→ PAGE EXCERPT
● ● ●
Presentation: Policing The Stock Market with Machine Learning

Location:

Duration

Duration: 
4:10pm - 5:00pm

Day of week:

Level:

Persona:

Key Takeaways

  • Learn how terabyte data can be processed on a single machine
  • Analyze how big data visualisations can highlight illegal trading
  • Understand how data storage and computing power are growing faster than problem sizes

Abstract

Neurensic has built a solution, SCORE, for doing Trade Surveillance using H2O (an open-source pure Java Big Data ML tool), Machine Learning, and a whole lot of domain expertise and data munging. SCORE pulls in private and public market data and in a few minutes will search it for all sorts of bad behavior: spoofing, wash-trading and cross-trading, pinging, and a lot more. It then filters down the billions of rows of data down to human scale with some great visualizations - well enough to use as hard legal evidence. Indeed SCORE and it's underlying tech is not just used by companies to police themselves; it is being used by the public sector to find and prosecute the Bad Guys. I'll close with a demo of a Real Life bad guy - he was defrauding the markets out of 10's of millions - who got caught via an early alpha version of SCORE. All data anonymized of course, so you'll have to go hunt last years Wall Street Journal to find his name for real.

Interview

Question: 
What is the focus of your work today?
Answer: 

I’m working on SCORE, which is a tool for trade surveillance. In the capital markets (stock markets, futures trading and the like) there’s an obligation to ensure that the trading is legal, that you’re not trying to be fraudulent in some way.

So most large firms that do trading engage a large number of traders who are not necessarily employees of hte company but who are freelance experts. The companies who host them and who give them access to an exchange have a legal obligation to do surveillance to understand what the traders are doing. SCORE is a new tool for doing trade surveillance.

Question: 
What’s the motivation for your talk?
Answer: 

The technology that’s in place right now is 20 years old, and SCORE is state-of-the-art. It’s going to be H2O on a Java process (instead of an old-school Windows DLL) and it’s going to use machine learning instead of a rules based engine, along with a GUI in a browser that’s friendlier to work with. It’s also hugely faster and more accurate than what’s gone on before.
● ● ●
→ DATA FOR THE TASK
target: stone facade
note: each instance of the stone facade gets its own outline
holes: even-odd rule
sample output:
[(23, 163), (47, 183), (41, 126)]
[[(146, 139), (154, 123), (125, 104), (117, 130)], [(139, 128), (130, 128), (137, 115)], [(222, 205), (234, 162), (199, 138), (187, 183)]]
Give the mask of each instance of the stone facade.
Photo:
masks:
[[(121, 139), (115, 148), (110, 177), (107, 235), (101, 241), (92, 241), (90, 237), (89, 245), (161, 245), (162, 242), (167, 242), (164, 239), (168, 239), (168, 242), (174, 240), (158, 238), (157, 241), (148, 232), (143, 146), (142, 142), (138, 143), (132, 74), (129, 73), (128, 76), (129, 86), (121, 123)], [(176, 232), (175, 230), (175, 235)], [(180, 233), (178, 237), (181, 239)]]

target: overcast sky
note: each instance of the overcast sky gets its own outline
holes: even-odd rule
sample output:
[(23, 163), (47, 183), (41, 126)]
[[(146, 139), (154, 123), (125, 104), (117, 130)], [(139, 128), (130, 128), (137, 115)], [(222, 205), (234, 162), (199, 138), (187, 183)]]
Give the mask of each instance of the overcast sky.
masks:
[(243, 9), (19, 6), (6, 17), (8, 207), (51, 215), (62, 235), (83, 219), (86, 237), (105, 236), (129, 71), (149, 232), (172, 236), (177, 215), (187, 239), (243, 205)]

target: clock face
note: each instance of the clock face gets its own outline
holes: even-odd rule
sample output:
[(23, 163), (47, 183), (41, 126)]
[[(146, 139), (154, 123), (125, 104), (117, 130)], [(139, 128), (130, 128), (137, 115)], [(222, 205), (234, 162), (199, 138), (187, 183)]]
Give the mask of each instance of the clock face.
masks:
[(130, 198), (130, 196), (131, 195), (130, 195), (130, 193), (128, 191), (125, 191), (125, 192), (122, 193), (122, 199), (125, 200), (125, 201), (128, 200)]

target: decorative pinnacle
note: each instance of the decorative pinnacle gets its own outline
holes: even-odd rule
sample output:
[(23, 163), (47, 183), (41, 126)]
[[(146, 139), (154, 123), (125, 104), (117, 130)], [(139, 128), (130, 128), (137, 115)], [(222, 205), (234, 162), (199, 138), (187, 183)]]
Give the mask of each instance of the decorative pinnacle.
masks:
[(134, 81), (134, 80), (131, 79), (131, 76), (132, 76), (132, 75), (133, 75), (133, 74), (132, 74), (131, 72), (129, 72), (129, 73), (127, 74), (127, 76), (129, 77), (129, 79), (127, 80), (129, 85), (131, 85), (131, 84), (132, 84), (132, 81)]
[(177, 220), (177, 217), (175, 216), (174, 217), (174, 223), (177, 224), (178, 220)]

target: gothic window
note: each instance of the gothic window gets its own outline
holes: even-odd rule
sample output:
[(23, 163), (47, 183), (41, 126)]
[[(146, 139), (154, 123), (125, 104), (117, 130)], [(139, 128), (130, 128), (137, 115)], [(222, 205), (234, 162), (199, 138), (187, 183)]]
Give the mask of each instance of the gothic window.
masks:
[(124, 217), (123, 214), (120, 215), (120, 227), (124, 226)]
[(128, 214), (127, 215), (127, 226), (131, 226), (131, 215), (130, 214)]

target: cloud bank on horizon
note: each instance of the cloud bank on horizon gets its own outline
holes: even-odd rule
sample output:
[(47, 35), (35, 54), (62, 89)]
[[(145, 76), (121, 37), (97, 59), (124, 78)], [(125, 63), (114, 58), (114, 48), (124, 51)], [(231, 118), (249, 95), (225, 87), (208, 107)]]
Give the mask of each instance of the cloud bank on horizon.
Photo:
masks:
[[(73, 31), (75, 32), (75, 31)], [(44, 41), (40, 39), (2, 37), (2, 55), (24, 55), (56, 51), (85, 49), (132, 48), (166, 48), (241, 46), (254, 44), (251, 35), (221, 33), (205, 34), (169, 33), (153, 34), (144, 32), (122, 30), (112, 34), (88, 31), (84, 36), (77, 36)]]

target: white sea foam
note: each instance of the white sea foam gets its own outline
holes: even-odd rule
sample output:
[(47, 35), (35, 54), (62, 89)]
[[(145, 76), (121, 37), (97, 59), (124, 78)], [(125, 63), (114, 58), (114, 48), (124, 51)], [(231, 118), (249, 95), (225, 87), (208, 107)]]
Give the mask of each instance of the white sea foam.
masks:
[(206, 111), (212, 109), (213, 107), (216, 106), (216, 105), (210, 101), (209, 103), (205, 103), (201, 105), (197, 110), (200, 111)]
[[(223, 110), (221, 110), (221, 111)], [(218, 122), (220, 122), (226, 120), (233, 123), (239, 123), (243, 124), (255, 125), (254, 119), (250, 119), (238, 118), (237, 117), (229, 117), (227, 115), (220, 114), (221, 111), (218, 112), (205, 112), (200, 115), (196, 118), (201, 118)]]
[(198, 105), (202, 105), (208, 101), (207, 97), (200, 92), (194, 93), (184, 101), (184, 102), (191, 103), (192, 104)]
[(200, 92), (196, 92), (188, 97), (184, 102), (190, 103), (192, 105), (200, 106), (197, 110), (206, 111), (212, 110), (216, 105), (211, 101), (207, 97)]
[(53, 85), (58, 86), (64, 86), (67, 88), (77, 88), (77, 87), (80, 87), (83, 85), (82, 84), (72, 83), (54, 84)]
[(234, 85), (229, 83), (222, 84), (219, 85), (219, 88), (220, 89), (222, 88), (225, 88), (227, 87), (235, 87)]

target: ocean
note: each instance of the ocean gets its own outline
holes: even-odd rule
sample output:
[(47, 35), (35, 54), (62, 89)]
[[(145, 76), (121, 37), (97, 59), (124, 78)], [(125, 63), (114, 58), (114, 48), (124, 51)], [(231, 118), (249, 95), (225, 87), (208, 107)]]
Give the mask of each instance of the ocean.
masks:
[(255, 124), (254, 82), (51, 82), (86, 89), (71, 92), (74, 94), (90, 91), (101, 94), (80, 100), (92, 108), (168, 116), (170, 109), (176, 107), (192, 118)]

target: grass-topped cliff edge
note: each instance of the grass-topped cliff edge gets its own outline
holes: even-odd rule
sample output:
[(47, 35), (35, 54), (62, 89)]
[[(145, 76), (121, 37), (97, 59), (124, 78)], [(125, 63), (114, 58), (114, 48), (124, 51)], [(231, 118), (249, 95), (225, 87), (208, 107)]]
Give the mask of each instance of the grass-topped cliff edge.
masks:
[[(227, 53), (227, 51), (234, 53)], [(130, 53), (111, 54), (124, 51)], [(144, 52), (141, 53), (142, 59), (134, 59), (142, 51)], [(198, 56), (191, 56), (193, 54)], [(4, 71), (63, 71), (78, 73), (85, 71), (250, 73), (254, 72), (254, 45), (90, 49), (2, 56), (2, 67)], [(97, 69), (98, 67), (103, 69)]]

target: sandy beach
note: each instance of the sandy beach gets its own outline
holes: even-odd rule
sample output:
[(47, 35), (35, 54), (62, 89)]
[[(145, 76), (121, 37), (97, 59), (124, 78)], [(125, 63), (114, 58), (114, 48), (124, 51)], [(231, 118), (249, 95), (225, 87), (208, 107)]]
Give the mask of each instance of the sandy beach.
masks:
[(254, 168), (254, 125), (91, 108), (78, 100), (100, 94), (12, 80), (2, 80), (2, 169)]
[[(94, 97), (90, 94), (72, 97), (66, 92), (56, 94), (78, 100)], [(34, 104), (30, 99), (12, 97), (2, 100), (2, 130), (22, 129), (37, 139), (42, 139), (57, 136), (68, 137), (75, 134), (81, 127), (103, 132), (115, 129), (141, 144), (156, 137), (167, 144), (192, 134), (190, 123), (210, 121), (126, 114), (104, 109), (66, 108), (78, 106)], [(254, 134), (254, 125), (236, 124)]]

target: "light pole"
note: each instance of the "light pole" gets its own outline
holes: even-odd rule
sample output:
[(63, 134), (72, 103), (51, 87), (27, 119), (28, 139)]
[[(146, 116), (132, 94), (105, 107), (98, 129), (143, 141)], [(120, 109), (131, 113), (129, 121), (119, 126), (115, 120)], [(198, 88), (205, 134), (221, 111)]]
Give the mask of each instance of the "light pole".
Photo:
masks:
● ● ●
→ OBJECTIVES
A. Reproduce the passage of the stock market surveillance page starting at "So most large" and ending at "for your talk?".
B. Rewrite the lines of the listing starting at the line that contains "target: decorative pinnacle" and ending at the line that contains "215), (130, 214)]", replacing "gothic window" with "arched window" and leaving everything else unchanged. Give only those lines.

→ COMPLETE ANSWERS
A.
So most large firms that do trading engage a large number of traders who are not necessarily employees of hte company but who are freelance experts. The companies who host them and who give them access to an exchange have a legal obligation to do surveillance to understand what the traders are doing. SCORE is a new tool for doing trade surveillance.

Question: 
What’s the motivation for your talk?

B.
target: decorative pinnacle
note: each instance of the decorative pinnacle gets its own outline
holes: even-odd rule
sample output:
[(23, 163), (47, 183), (41, 126)]
[[(146, 139), (154, 123), (125, 104), (117, 130)], [(139, 128), (130, 128), (137, 115)], [(222, 205), (234, 162), (199, 138), (187, 183)]]
Give the mask of each instance of the decorative pinnacle.
masks:
[(134, 81), (134, 80), (131, 79), (131, 76), (132, 76), (132, 75), (133, 75), (133, 74), (132, 74), (131, 72), (129, 72), (129, 73), (127, 74), (127, 76), (129, 77), (129, 79), (127, 80), (129, 85), (131, 85), (131, 84), (132, 84), (132, 81)]
[(177, 220), (177, 217), (175, 216), (174, 217), (174, 223), (177, 224), (178, 220)]

target: arched window
note: each instance of the arched window gets its own outline
holes: even-odd rule
sample output:
[(23, 163), (47, 183), (41, 126)]
[[(146, 139), (154, 123), (125, 104), (117, 130)], [(139, 128), (130, 128), (137, 115)], [(222, 205), (234, 162), (199, 138), (187, 183)]]
Give the mask of each instance of the arched window.
masks:
[(124, 217), (123, 214), (120, 215), (120, 227), (124, 226)]
[(128, 214), (127, 215), (127, 226), (131, 226), (131, 215), (130, 214)]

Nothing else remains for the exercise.